> [EJERCICIO PROPUESTO] Reproduce tal cual el pasaje del texto sobre Dead Man que va desde "Si ves otra" hasta "un acid western.", ambos incluidos.

> [FRAGMENTO]
-----

Si ves otra vez Dead Man, la miras mucho mejor. (El cine de Jarmusch mejora cuanto más lo ves.) Cada vez que la veo más me gusta y mejor película me parece, y mira que es difícil gustándome ya tanto. Creo que la habré visto cinco o seis veces y, a medida que se ve de nuevo, va perdiendo, por así decir, su condición de película para devenir poema, como si se despojara de las apariencias de lo real para cobrar una desnudez surreal, más filme de un trasmundo que de este mundo, o quizá mejor, filme de tránsito, de frontera entre este mundo y el trasmundo, de ascesis, de liberación espiritual.
Un viaje, entonces: otra road movie de Jarmusch, o como el mismo la definió, un acid western.

-----

Fragmentos del conjunto de datos de anotación de ubicaciones
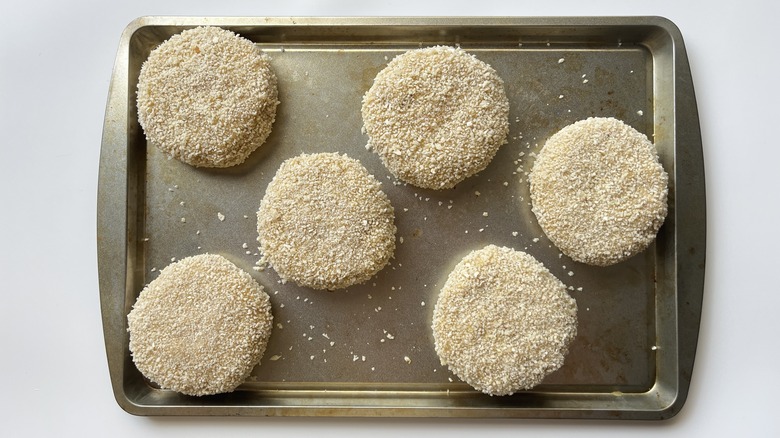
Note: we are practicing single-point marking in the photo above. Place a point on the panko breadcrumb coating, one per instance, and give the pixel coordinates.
(200, 327)
(325, 223)
(599, 191)
(436, 116)
(503, 322)
(207, 97)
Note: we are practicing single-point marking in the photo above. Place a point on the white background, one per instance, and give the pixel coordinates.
(56, 59)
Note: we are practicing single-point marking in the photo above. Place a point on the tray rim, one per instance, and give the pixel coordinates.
(113, 238)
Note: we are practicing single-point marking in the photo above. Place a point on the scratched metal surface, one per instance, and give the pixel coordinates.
(368, 350)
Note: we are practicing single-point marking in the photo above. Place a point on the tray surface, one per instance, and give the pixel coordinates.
(368, 350)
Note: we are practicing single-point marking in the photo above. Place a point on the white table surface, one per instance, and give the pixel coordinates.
(55, 64)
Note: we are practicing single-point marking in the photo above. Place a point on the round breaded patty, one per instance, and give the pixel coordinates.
(436, 116)
(599, 191)
(200, 327)
(502, 321)
(325, 223)
(207, 97)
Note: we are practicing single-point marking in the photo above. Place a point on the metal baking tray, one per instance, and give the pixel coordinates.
(368, 350)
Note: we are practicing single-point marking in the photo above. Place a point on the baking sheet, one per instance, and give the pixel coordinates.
(368, 350)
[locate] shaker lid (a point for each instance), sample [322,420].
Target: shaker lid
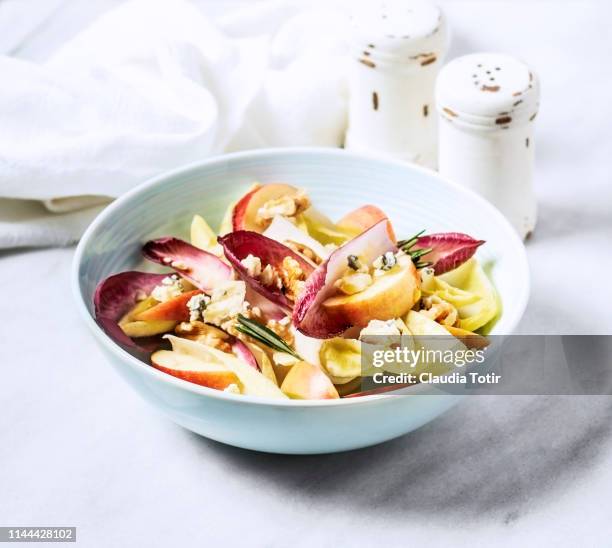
[487,89]
[414,30]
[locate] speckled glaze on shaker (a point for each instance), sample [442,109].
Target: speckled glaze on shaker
[396,52]
[487,104]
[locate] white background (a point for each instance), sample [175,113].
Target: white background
[78,448]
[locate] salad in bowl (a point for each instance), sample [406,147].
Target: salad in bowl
[277,303]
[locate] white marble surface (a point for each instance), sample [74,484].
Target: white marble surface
[79,448]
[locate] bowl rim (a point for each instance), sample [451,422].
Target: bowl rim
[161,179]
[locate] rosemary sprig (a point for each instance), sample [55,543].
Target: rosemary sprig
[264,335]
[415,254]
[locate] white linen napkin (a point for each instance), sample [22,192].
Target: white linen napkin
[150,86]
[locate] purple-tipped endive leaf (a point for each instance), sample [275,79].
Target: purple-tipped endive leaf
[309,316]
[117,295]
[449,250]
[242,243]
[202,269]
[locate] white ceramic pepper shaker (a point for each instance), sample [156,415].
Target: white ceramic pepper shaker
[487,104]
[397,48]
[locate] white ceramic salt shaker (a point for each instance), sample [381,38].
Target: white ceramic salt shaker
[487,104]
[397,48]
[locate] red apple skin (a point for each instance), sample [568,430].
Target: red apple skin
[362,218]
[219,379]
[174,309]
[245,211]
[306,381]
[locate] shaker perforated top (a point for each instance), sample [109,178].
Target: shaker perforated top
[405,31]
[487,89]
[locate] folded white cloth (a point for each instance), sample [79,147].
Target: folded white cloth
[155,84]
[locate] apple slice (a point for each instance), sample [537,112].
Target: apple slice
[253,383]
[309,315]
[191,369]
[308,382]
[389,297]
[359,220]
[245,211]
[173,309]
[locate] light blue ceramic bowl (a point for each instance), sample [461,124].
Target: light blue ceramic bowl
[337,182]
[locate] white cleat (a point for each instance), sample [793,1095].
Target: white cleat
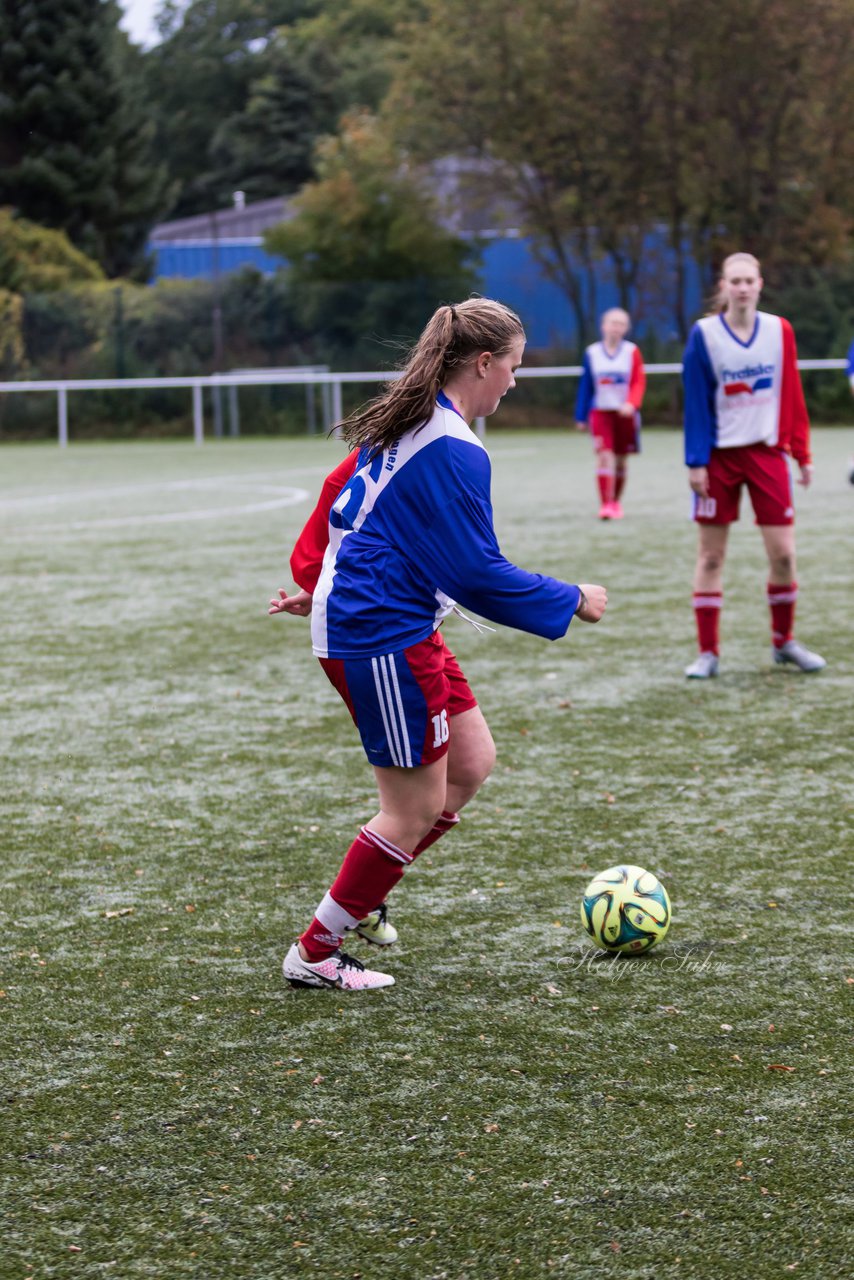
[338,972]
[799,656]
[703,667]
[375,928]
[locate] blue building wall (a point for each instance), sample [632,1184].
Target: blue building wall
[510,272]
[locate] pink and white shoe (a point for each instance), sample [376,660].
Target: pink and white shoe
[338,972]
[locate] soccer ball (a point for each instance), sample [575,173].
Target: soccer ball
[625,910]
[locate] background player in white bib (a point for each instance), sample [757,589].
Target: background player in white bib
[608,401]
[744,415]
[402,529]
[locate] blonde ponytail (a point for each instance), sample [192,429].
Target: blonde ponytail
[453,336]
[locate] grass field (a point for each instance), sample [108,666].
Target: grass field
[179,784]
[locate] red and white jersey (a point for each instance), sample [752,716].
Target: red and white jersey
[740,393]
[608,380]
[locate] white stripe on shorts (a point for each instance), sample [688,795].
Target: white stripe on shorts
[389,739]
[401,712]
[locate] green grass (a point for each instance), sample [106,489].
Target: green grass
[179,784]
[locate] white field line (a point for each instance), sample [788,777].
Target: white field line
[284,497]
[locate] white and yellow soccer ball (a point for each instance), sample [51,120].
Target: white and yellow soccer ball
[625,910]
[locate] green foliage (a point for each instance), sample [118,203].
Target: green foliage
[74,141]
[37,260]
[597,150]
[265,149]
[366,252]
[12,341]
[210,83]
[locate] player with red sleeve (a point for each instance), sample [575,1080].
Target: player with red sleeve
[608,401]
[744,416]
[409,531]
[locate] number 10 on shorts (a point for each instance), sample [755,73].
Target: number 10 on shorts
[441,730]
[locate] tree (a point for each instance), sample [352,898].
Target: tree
[265,149]
[73,144]
[209,82]
[37,260]
[366,252]
[730,124]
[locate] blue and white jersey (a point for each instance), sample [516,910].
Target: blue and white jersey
[410,534]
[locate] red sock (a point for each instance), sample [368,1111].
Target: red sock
[442,824]
[781,600]
[707,611]
[371,868]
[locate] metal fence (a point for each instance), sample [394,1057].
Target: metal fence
[309,376]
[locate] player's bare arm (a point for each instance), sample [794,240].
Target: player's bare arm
[593,603]
[698,479]
[298,604]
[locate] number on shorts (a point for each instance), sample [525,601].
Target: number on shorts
[441,730]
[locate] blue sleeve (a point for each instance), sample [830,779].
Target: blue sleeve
[460,553]
[700,385]
[587,392]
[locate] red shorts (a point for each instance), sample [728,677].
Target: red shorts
[402,702]
[613,432]
[765,470]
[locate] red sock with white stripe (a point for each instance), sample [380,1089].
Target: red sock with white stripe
[371,868]
[707,612]
[781,602]
[606,481]
[444,823]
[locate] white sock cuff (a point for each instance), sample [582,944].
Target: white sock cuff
[387,848]
[334,918]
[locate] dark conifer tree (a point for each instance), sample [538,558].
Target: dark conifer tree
[74,144]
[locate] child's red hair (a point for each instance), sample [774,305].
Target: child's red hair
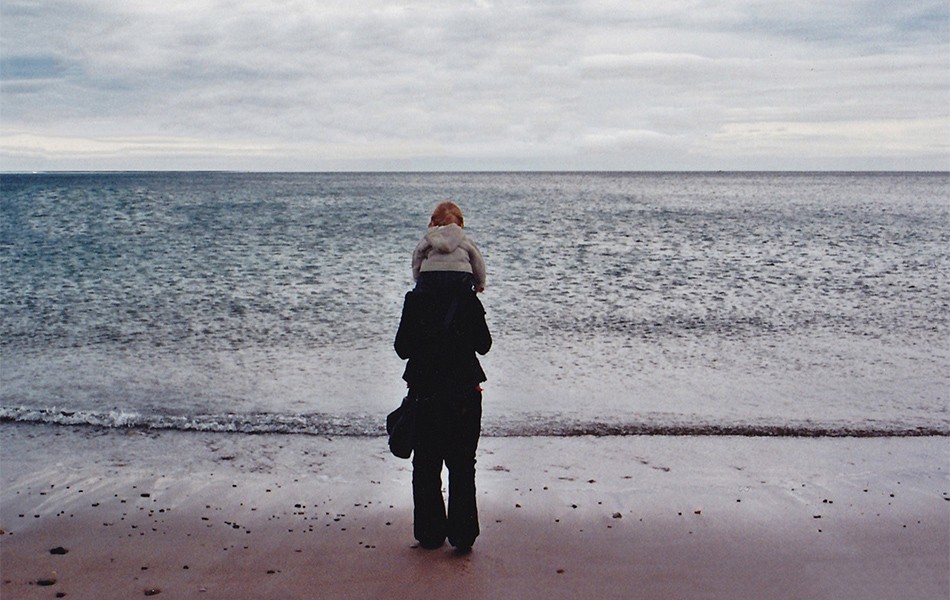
[446,213]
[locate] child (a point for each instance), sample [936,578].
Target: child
[446,257]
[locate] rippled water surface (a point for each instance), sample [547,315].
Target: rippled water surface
[814,302]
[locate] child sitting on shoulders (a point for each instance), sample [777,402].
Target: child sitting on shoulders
[446,257]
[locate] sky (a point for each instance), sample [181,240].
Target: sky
[456,85]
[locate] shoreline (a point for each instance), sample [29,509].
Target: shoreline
[238,516]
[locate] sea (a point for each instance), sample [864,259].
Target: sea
[762,304]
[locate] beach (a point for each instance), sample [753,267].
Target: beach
[107,513]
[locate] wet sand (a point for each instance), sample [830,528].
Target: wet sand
[112,514]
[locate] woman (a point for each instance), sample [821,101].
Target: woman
[441,329]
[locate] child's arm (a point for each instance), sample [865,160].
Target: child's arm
[478,267]
[419,255]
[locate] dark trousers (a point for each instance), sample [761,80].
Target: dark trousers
[448,426]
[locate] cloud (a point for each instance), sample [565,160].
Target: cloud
[544,83]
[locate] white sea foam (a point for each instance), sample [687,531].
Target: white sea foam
[618,302]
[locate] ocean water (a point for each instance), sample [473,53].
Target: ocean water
[718,303]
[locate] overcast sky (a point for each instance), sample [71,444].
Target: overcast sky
[474,85]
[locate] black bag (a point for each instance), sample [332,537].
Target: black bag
[401,427]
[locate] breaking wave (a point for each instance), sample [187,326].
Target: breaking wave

-----

> [TAREA RESUELTA]
Si ves otra vez Dead Man, la miras mucho mejor. (El cine de Jarmusch mejora cuanto más lo ves.) Cada vez que la veo más me gusta y mejor película me parece, y mira que es difícil gustándome ya tanto. Creo que la habré visto cinco o seis veces y, a medida que se ve de nuevo, va perdiendo, por así decir, su condición de película para devenir poema, como si se despojara de las apariencias de lo real para cobrar una desnudez surreal, más filme de un trasmundo que de este mundo, o quizá mejor, filme de tránsito, de frontera entre este mundo y el trasmundo, de ascesis, de liberación espiritual.
Un viaje, entonces: otra road movie de Jarmusch, o como el mismo la definió, un acid western.